AIM |
Repeat every record exactly, but keep images out of the copy.

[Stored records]
++++

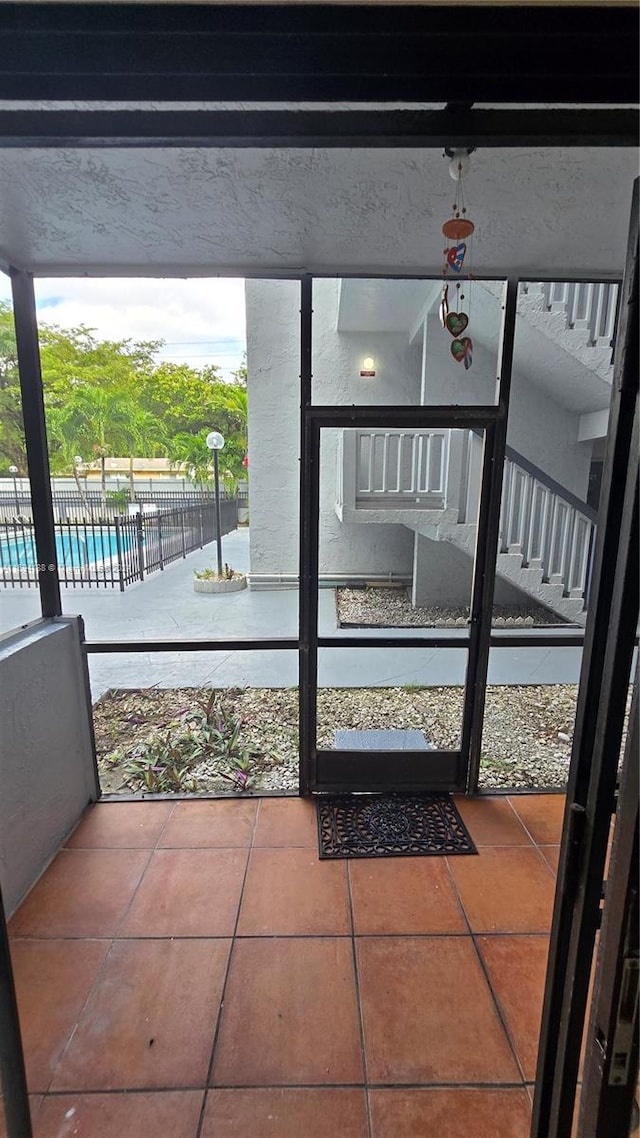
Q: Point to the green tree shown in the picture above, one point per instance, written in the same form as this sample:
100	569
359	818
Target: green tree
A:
13	451
97	422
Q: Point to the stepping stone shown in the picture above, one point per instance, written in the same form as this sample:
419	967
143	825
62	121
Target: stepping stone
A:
380	741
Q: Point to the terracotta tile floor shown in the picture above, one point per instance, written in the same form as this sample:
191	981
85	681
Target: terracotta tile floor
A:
194	971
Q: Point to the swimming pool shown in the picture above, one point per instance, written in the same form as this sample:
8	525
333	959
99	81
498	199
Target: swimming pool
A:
74	549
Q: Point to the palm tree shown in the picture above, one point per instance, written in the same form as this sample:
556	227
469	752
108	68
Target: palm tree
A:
101	421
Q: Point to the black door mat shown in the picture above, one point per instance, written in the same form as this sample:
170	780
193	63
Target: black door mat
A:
391	825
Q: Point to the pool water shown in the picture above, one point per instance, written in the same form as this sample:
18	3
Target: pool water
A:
74	550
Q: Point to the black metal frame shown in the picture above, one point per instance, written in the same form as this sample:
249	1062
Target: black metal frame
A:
606	667
318	129
329	770
35	438
318	52
610	1063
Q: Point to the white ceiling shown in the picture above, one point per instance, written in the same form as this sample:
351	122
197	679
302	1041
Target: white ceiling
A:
187	212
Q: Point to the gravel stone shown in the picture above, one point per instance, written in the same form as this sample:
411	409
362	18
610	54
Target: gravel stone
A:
391	608
526	742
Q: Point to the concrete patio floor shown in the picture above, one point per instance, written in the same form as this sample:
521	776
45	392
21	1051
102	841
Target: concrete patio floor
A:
165	607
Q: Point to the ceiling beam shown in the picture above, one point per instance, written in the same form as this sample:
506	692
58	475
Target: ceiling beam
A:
322	129
542	54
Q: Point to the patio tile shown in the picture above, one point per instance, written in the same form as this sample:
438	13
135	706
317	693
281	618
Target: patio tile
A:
82	893
34	1102
216	823
188	893
290	1014
403	896
119	825
551	855
292	892
542	815
170	1114
517	967
150	1019
286	822
505	890
450	1113
492	822
52	979
428	1014
286	1113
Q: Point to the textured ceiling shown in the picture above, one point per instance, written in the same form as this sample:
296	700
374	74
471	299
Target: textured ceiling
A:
240	212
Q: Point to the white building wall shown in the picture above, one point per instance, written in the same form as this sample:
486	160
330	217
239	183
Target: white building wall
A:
540	429
273	428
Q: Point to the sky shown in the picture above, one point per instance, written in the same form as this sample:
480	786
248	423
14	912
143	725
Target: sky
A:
200	321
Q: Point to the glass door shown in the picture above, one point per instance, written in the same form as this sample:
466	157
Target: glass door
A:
400	503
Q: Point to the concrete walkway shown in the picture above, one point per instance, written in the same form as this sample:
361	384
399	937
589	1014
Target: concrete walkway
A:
165	607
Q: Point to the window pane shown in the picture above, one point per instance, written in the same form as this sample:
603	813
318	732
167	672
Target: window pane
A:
200	723
382	341
19	593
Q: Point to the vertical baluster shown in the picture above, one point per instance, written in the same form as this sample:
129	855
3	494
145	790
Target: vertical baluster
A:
513	503
385	456
590	303
546	520
610	307
445	451
416	463
505	505
555	543
399	463
569	298
568	547
525	516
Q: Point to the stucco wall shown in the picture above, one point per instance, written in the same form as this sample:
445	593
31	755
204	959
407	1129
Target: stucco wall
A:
540	429
47	769
273	430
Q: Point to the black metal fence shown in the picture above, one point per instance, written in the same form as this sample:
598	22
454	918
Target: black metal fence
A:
114	552
90	505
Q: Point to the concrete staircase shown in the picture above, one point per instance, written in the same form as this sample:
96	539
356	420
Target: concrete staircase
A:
429	481
579	318
510	566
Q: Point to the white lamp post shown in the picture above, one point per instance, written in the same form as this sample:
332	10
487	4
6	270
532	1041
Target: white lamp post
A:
215	442
13	471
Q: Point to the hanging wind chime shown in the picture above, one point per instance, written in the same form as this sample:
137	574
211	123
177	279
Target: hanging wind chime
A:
458	229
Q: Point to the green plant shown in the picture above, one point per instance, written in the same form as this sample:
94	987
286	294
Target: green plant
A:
210	574
219	733
119	497
210	733
162	766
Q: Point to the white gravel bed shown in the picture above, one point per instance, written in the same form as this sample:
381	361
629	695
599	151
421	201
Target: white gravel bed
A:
526	742
391	608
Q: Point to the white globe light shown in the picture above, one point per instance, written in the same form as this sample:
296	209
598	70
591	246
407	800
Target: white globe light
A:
214	440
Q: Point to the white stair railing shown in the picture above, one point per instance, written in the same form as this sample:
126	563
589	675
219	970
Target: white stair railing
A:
547	526
401	467
544	525
587	305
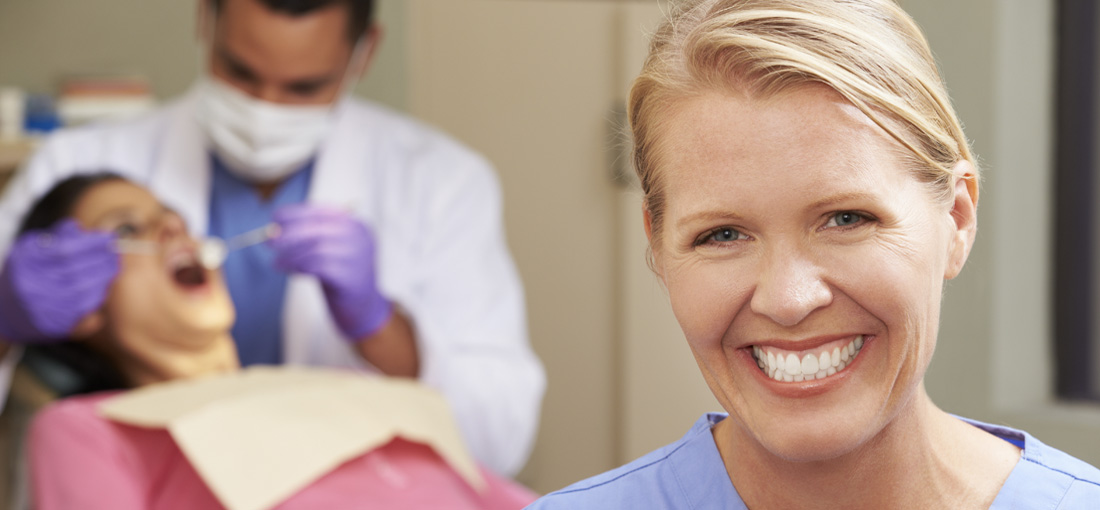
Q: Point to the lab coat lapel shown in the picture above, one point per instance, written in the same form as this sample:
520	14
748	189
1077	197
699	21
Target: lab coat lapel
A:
339	180
180	174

++++

EXERCISE SOLUTION |
Q: Point to the green tree shown in the picture above, one point per instance, written in the same form as this sample:
100	569
359	818
Target: green tree
A:
13	451
97	422
Q: Point to the stepping stone shown in the picture above, one point per instance, written in the same form as this sample:
419	967
143	825
62	121
Target: stepping stone
A:
380	741
Q: Point to the terracotta tile floor shown in the picture above, one point per instance, written in the same form as this sample:
191	981
85	681
Target: terracotta tile floor
A:
194	971
Q: Point to the swimming pool shown in the picture above, one point per instance, written in the same form as this sample:
8	525
333	959
99	81
498	199
Target: swimming pool
A:
74	549
Q: Point to the palm tree shown in the picture above, one point per instance, written in the same form as this sample:
556	227
469	752
108	68
Target: palm tree
A:
101	421
Q: Point to the black door mat shown in the picture above, one point per instance, written in the same form as this sample:
170	780
193	63
Target: black door mat
A:
391	825
Q: Point to the pool water shown in the picture above, one point per instance, written in the same form as this sample:
18	3
Target: pool water
A:
74	550
Q: Point to the black metal frame shown in the picture above, one point per instance, written in the same form as this sample:
249	1062
Target: black metal frame
A:
606	667
318	129
329	770
35	438
318	52
610	1063
Q: Point to the white ceiling shown in the picture above, one point per instance, written in the same form as this sample:
351	122
197	679
302	1041
Target: white ceiling
A:
187	212
Q: Point to the gravel stone shown in the picture above, one point per instance, written in the same form as this sample:
411	409
362	18
610	54
Target: gravel stone
A:
391	608
526	742
Q: Point to the concrete patio floor shown in the picture above, one point per instance, written in the same form as this sample:
521	776
45	392
21	1051
102	841
Target: concrete patio floor
A:
165	607
Q: Point to the ceiling beam shown in the picture above, one point per instance, written in the same form as this sample:
506	692
58	475
Target: ceiling beam
A:
322	129
542	54
Q: Point to the patio tile shown in the picture above, one point per instance, written in the same form as this sample:
438	13
135	706
317	693
281	618
Target: patio tile
A:
82	893
34	1102
216	823
188	893
290	1014
403	896
119	825
551	855
292	892
542	815
170	1114
517	967
150	1019
286	822
505	890
450	1113
492	822
52	979
428	1014
286	1113
Q: Point to the textured ceiling shown in the picture above, one point per instance, written in the same form as this sample:
296	700
374	74
471	299
Target: textured ceiling
A:
240	212
Q: Point to the white building wall shown in the picture above, one point per instance, written in the same form as this sample:
486	160
330	217
239	183
Target: white building wall
A:
540	429
273	428
Q: Point to the sky shown in the picture above, one point per instance, written in the same form as this sample:
480	786
248	423
14	912
143	725
Target: sky
A:
200	321
Q: Point to the glass door shown in the picture above, one point per instance, written in the same form as this sample:
466	157
Target: glass door
A:
400	503
Q: Point to the concrete walkway shown in the picture above, one point per instance, written in the same form as this sample:
361	384
399	937
589	1014
Target: concrete walkway
A:
165	607
Q: Point to the window pane shown in the picture above, one point per instance, written in the same form as this sample:
603	813
318	732
167	672
Target: window pane
A:
200	723
382	341
19	593
Q: Point to the vertical baluster shown in the picture above, one point per instance, written in the same form as this sample:
129	855
3	494
145	790
Target: vertical baluster
A:
513	503
385	456
590	303
546	520
610	307
445	451
416	463
505	505
555	543
399	463
569	298
568	547
525	516
Q: Point to the stucco wall shown in the picture above, one point per instance, written in the same form as this sample:
445	593
31	755
204	959
407	1129
Target: stucco wall
A:
540	429
47	769
273	430
Q: Point to the black metal fence shown in the picture above, one point per instance, written in the same form as this sample:
598	22
454	918
Target: black metal fence
A:
114	552
90	505
Q: Point to the concrete staircase shown in the picture above, one point per instance, written in the same form as this sample:
96	539
356	420
Target: concrete staircase
A:
429	481
579	318
510	566
Q: Point to the white lamp post shown in the picture above, one point per instance, written in the same form as this sample:
332	10
487	4
6	270
532	1041
Target: white lamp post
A:
215	442
13	471
Q: Point to the hanging wind chime shown in the picture above, one point per instance, written in the same form as this sample:
137	574
211	123
177	279
Target: hanging wind chime
A:
458	229
Q: Point to the green plant shown in the picture above, one point per instance, written in the same form as this sample:
94	987
286	294
Target: green plant
A:
210	574
219	733
119	497
210	733
162	766
Q: Point to the white gravel bed shown in the picture above, one point per instance, written in the same form as this sample:
381	361
629	695
599	151
421	201
Target: white gravel bed
A:
526	742
391	608
Q: Point to the white globe light shown in the picture above, one point per instance, written in the same form as this sample:
296	209
598	70
591	246
407	800
Target: white globe light
A:
214	440
Q: Point to the white stair railing shown in the picture above, one point per instance, written in the same form as this sample:
126	563
589	675
219	970
Target: white stair railing
A:
547	526
401	467
544	525
587	305
Q: Point to the lab coat lapel shown in the picture above, one point per instance, written in the same form as this sample:
520	14
748	189
1077	197
699	21
Target: lab coat lapel
A:
339	180
180	174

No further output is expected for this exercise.